*** Excerpt to read

= Eneko Atxa =

Spanish Basque cuisine chef

Eneko Atxa Azurmendi (born September 14, 1977) is a Spanish Basque cuisine chef, known for his sustainability practices.

==Career==
Atxa started in the culinary world at age 15 at the Culinary School of Leioa in Biscay, Basque Country, but was initially trained by his mother and grandmother. He combined his study time with work at their restaurant, where he learned traditional Basque cuisine. Later he worked for several restaurants. After this apprenticeship, he moved on to prestigious restaurants, developing his own personality and style.

In 2005, after several head chef positions in renowned restaurants, he decided to open his own restaurant, Azurmendi*** (also known as Azurmedi***). In 2012, Azurmendi*** was awarded 3 Michelin stars, becoming the first and only restaurant in Biscay to obtain this distinction. This makes Atxa, at 35, one of the youngest chefs in Spain to achieve three stars. Azurmendi***, with three Michelin stars and one green star, has twice been awarded the "most sustainable restaurant" in The World's 50 Best list.

******

Prompt.
Extend the article on chef Eneko Atxa, picking up right after its final sentence about Azurmendi's sustainability awards.

*** Given records

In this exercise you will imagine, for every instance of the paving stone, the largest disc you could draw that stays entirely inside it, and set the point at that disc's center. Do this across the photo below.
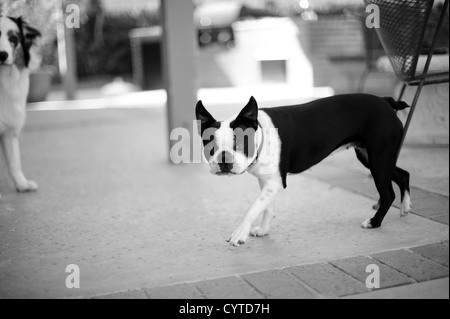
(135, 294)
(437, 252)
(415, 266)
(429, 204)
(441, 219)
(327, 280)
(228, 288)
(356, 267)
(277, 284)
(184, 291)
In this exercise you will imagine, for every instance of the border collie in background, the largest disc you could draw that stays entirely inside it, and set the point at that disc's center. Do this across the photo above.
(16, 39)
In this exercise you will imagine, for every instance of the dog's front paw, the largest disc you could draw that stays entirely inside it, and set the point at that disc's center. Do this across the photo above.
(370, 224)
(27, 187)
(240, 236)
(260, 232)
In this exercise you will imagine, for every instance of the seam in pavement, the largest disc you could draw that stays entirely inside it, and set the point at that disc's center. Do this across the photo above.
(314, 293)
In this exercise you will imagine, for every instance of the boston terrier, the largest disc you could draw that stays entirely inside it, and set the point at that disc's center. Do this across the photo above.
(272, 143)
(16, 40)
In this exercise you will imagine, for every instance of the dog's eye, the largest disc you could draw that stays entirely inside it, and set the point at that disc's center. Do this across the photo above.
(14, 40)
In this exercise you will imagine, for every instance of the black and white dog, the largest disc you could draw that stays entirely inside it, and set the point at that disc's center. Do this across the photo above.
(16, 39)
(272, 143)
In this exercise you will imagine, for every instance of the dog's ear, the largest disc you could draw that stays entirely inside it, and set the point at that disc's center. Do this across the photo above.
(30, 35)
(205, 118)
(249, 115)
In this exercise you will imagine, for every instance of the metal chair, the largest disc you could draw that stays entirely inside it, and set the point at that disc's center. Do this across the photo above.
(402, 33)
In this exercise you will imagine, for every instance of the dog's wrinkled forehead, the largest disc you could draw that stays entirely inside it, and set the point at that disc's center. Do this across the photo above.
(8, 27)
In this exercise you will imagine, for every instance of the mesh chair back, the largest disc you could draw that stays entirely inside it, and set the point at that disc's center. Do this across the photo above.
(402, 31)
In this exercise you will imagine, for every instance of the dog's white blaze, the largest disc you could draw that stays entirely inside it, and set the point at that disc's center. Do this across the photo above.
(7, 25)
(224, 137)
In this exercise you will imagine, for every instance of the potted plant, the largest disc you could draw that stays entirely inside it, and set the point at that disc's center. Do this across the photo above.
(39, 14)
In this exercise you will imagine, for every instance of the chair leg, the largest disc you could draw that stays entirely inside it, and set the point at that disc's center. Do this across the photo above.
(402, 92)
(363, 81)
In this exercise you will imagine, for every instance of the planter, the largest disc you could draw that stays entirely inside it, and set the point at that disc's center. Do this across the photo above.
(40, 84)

******

Exercise response.
In 2012, he finished a bioclimatic building for his restaurant using recycled materials (aluminium, glass, plastic and slag) and renewable energy (which has resulted in 50% energy savings). Geothermal energy and photovoltaic solar panels provide the power, and rainwater is used for all irrigation and bathroom needs.

In conjunction with the Alicia Foundation and University of the Basque Country, he is working on a germplasm bank, which is expected to host 400+ local vegetable seed varieties, with an emphasis on teaching about the value of genetic diversity preservation. Located in the Interpretation Center for Sustainability of Azurmendi, it was promoted by the City Council of Larrabetzu as a way of establishing a circular economic system, with the use of compost generated by local farmers that acts as a fertilizer.

In 2016, Atxa created JAKI(N), an "incubator of innovative ideas" used to promote actions related to people, the environment, health and society.

In 2019 he created, together with Xabi Uribe-Etxebarria, the Bestfarmers initiative, a project to give visibility and value to producers, encouraging and rewarding sustainable farming practices.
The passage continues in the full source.